练习要求:
找出下列记录中含有单词“cloud”的每一行，并将这些行逐一照录。

所给材料:
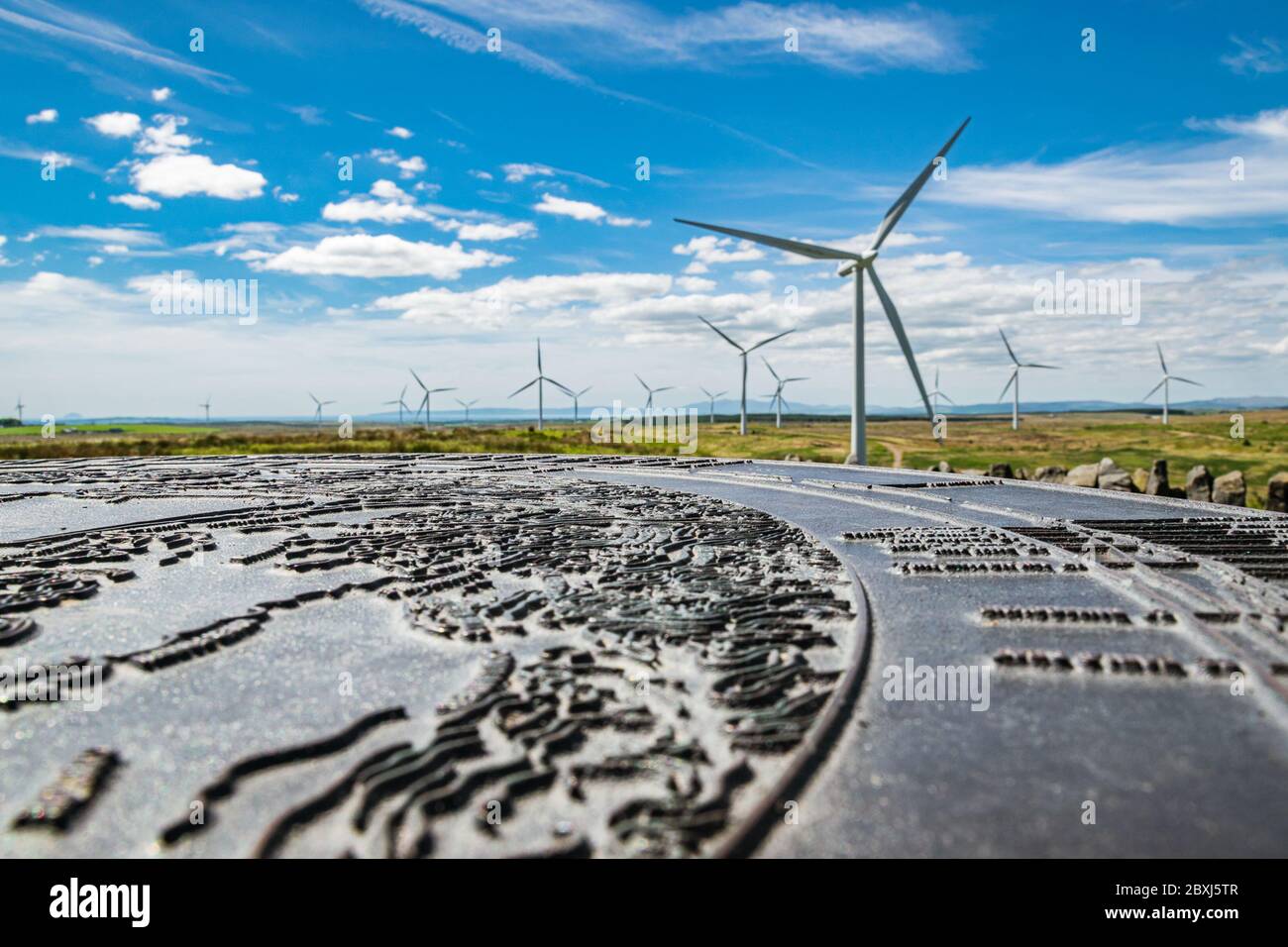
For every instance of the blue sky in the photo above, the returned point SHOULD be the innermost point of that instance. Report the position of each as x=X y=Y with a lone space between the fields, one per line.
x=494 y=195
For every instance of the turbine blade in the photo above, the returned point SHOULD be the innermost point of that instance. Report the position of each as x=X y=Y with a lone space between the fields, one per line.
x=773 y=338
x=811 y=250
x=903 y=338
x=721 y=335
x=909 y=196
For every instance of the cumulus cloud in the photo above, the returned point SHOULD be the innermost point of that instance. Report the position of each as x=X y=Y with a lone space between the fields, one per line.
x=377 y=256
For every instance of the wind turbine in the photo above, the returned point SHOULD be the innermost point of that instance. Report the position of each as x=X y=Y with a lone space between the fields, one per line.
x=1163 y=384
x=317 y=415
x=857 y=263
x=936 y=394
x=778 y=392
x=424 y=401
x=742 y=423
x=648 y=405
x=712 y=399
x=575 y=397
x=467 y=405
x=402 y=405
x=540 y=382
x=1016 y=380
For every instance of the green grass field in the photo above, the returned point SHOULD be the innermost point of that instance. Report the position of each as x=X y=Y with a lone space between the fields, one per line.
x=1068 y=440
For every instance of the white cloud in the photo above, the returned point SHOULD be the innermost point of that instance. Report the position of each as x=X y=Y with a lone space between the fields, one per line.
x=116 y=124
x=180 y=175
x=136 y=201
x=378 y=256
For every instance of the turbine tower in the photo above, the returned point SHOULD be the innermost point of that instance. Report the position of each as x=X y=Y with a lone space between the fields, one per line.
x=424 y=401
x=858 y=263
x=742 y=420
x=1016 y=380
x=402 y=405
x=1164 y=384
x=778 y=392
x=467 y=405
x=711 y=398
x=648 y=405
x=936 y=394
x=317 y=414
x=575 y=397
x=540 y=382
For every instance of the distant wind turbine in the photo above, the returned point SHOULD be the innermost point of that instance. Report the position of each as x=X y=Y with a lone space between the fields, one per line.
x=858 y=263
x=1016 y=380
x=402 y=405
x=317 y=415
x=540 y=382
x=778 y=392
x=1166 y=382
x=648 y=405
x=424 y=401
x=742 y=423
x=936 y=394
x=467 y=405
x=712 y=405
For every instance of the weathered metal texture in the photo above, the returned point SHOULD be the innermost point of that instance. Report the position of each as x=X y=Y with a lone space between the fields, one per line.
x=509 y=655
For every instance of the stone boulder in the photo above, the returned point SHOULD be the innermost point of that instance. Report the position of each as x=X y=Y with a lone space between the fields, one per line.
x=1198 y=484
x=1109 y=475
x=1276 y=492
x=1231 y=488
x=1083 y=475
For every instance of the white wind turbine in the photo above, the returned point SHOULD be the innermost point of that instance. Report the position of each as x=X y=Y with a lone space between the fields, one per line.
x=648 y=405
x=742 y=421
x=936 y=394
x=402 y=405
x=317 y=414
x=468 y=405
x=1016 y=380
x=858 y=263
x=711 y=398
x=424 y=401
x=540 y=382
x=1166 y=382
x=778 y=392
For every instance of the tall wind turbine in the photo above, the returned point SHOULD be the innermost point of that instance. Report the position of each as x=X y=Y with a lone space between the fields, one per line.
x=936 y=394
x=468 y=405
x=711 y=398
x=540 y=382
x=742 y=421
x=317 y=415
x=424 y=401
x=648 y=405
x=575 y=397
x=402 y=405
x=857 y=263
x=1016 y=380
x=778 y=392
x=1163 y=384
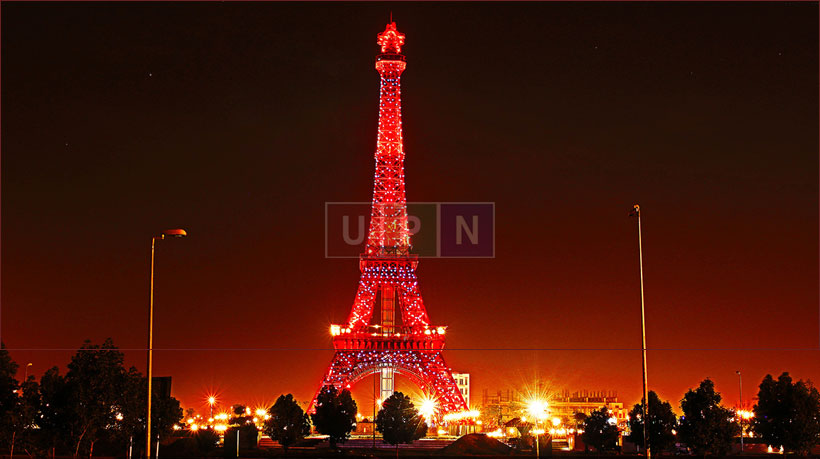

本题答案:
For every instance of the cumulus cloud in the photo above, the returned point SHOULD be the innermost point of that instance. Report the position of each as x=X y=Y with a lone space between the fields, one per line.
For every instance of the white cloud in the photo above, the returned point SHOULD be the innermost point of that instance. Report the position of each as x=X y=Y with a lone space between the fields, one per line.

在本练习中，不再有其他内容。